WHAT TO PRODUCE
Can you copy out everything from "Speed was becoming" down to "for competitive insurers." in the text about insurance payments by eCheck below?

Speed was becoming much more critical to provide to business partners and claimants, even before the pandemic, Kelly pointed out, but the public health crisis raised the stakes. This move to digital is part of an ongoing trend that has made swiftness vital for competitive insurers.
“Our senior claims executives were anxious to get payments out to [clients and vendors] quickly, and they thought it would be very helpful for us to be able to offer them same-day or next-day receipt of their payments,” he said. “eChecks offered us that capability. We would speak to someone about their claim, we could agree on an amount, we could ask them if they were willing to accept eChecks, and if they said yes, the sell was, ‘We can get you your payment end-of-day today or tomorrow, and you’ll have your payment right away.’”
Kelly also noted that eChecks’ popularity as a B2B payment method was also growing prior to the pandemic’s onset, with TMNAS’ implementation of the method predating the pandemic by almost a year. The outbreak pushed many clients and vendors to close their brick-and-mortar locations, however, which could significantly impact the continued rise of electronic payment methods like eChecks.

SOURCE INFORMATION
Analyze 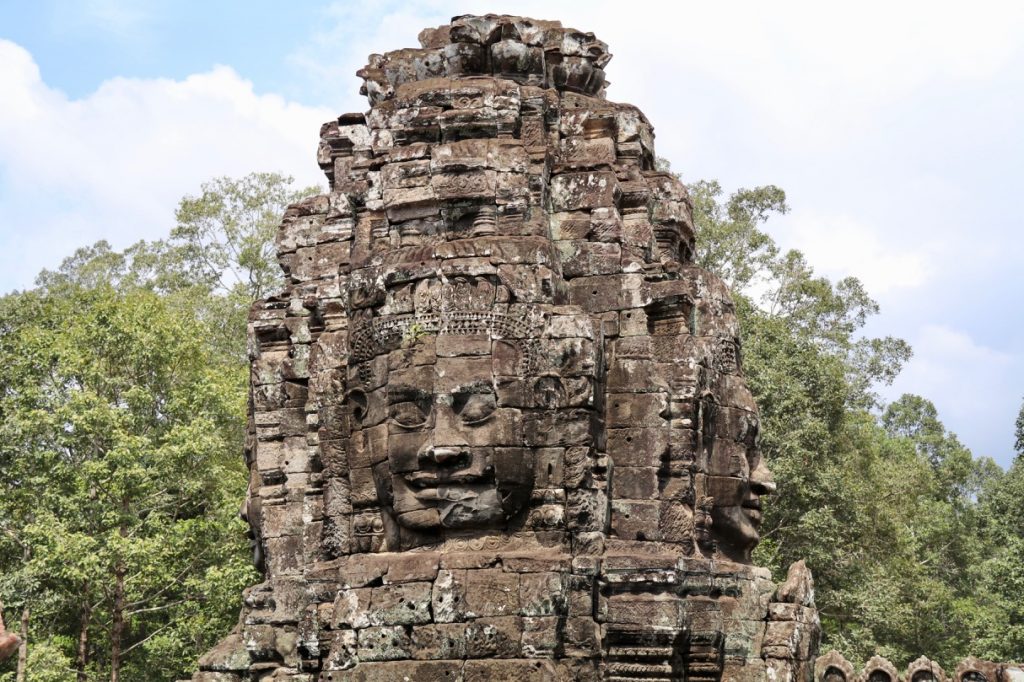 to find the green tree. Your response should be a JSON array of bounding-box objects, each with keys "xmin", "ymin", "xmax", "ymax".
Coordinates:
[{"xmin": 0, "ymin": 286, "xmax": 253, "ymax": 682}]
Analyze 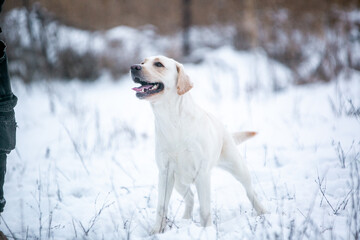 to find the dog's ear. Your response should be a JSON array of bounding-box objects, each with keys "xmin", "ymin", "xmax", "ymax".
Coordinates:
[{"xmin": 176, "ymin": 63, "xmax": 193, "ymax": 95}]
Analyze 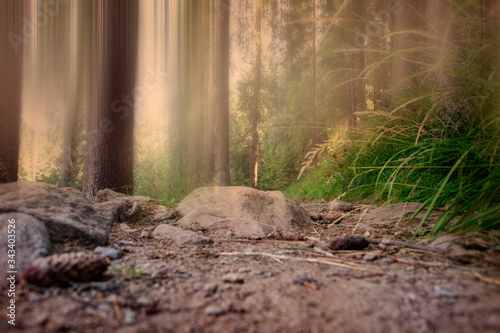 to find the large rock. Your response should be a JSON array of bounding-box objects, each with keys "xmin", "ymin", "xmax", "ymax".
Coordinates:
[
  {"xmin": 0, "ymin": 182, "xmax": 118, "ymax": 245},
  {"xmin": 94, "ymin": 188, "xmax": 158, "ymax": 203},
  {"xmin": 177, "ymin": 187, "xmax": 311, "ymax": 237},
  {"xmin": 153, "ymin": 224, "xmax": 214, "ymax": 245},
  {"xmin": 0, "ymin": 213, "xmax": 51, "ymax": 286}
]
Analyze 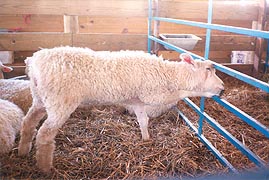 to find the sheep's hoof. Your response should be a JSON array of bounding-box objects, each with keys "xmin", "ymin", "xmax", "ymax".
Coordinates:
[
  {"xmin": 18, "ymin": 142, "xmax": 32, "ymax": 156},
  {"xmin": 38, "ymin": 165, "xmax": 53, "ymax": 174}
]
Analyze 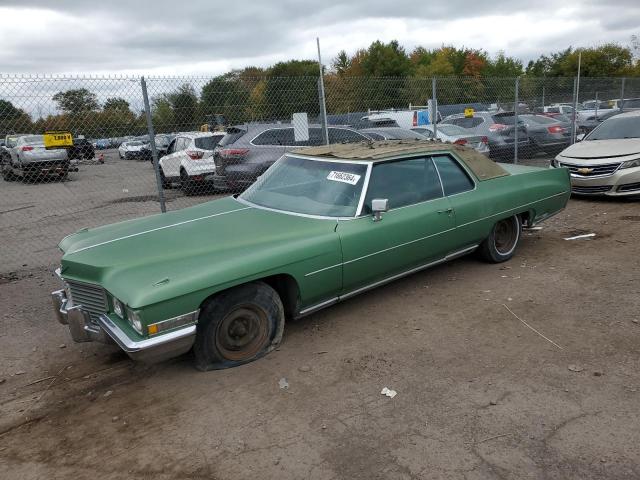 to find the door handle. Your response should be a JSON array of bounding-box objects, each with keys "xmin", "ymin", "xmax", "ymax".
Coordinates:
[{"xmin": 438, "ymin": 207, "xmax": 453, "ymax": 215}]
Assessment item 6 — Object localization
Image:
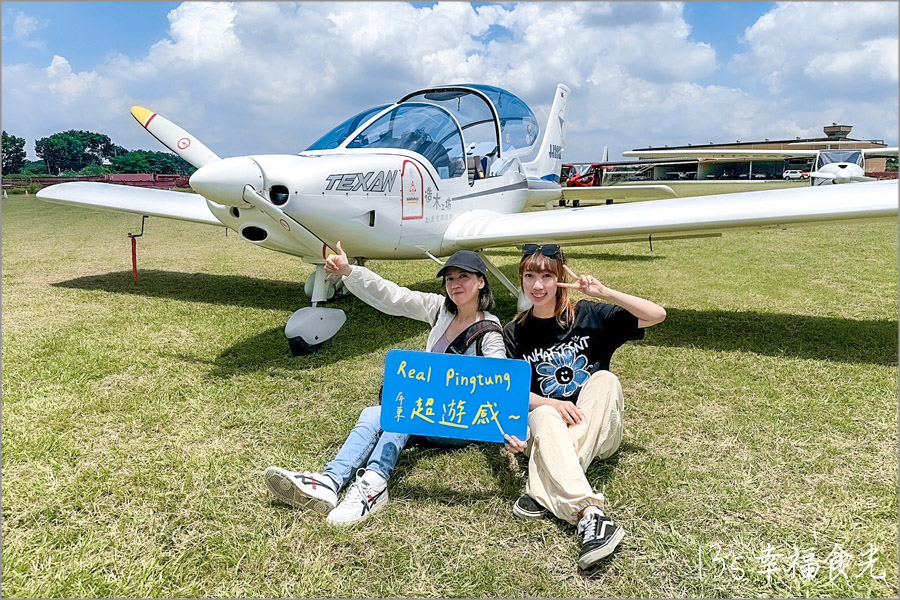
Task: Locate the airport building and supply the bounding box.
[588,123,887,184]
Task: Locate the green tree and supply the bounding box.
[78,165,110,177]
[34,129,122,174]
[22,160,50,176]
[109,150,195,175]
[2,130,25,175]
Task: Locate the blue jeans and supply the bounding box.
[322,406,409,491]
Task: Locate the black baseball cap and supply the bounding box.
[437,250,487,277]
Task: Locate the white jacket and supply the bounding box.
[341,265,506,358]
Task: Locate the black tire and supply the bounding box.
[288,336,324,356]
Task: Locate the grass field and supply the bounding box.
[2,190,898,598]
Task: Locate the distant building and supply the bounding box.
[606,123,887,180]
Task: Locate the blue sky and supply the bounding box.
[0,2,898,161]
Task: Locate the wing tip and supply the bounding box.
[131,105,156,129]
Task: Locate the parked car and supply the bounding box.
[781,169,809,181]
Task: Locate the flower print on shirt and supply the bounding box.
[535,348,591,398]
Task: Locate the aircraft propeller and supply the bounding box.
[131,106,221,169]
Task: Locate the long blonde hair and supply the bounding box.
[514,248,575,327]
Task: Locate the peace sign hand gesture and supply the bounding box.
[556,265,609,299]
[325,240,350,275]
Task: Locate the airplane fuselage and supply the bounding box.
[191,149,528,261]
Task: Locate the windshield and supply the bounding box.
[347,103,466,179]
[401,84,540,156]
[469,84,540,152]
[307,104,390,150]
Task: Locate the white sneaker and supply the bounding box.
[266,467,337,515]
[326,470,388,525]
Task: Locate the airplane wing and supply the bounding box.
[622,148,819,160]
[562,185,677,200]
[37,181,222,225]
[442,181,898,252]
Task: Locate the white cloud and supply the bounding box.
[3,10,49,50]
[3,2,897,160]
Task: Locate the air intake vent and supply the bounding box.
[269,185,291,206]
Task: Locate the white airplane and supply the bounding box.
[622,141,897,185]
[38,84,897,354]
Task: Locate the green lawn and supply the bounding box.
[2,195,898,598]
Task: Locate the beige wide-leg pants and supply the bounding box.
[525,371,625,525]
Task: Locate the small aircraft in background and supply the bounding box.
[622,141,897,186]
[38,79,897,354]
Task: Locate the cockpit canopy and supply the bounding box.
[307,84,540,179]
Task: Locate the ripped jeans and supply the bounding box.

--

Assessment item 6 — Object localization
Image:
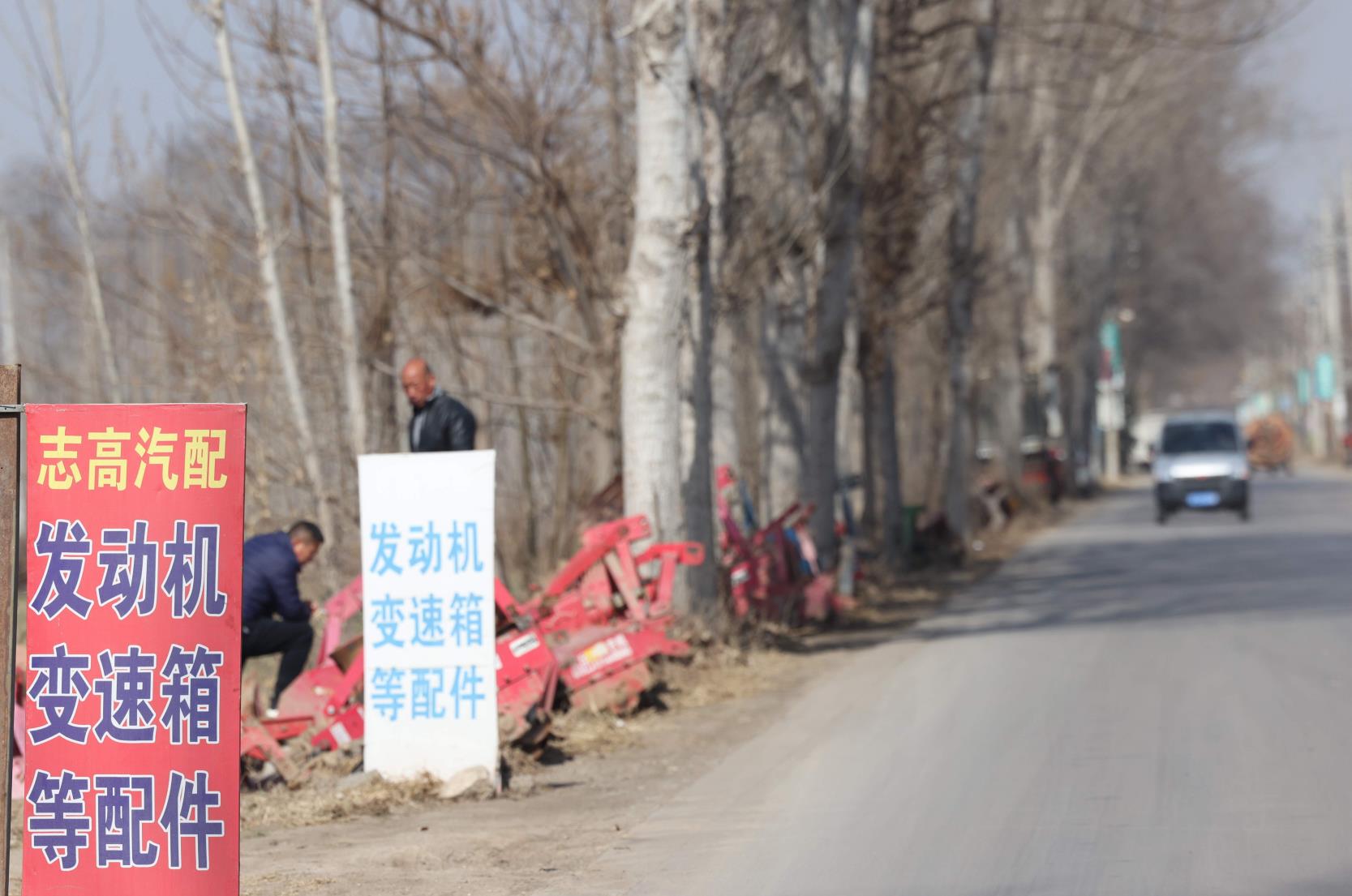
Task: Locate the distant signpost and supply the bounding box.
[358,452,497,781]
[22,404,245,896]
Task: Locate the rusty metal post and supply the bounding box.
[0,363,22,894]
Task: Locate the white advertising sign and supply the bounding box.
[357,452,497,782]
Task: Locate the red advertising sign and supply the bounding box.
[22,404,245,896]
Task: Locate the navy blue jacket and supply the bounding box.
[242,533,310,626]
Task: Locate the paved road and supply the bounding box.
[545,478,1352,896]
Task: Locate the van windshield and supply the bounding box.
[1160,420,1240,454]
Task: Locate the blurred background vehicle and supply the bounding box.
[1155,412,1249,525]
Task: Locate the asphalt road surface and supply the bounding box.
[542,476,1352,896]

RESULT
Speed was becoming much more critical to provide to business partners and claimants, even before the pandemic, Kelly pointed out, but the public health crisis raised the stakes. This move to digital is part of an ongoing trend that has made swiftness vital for competitive insurers.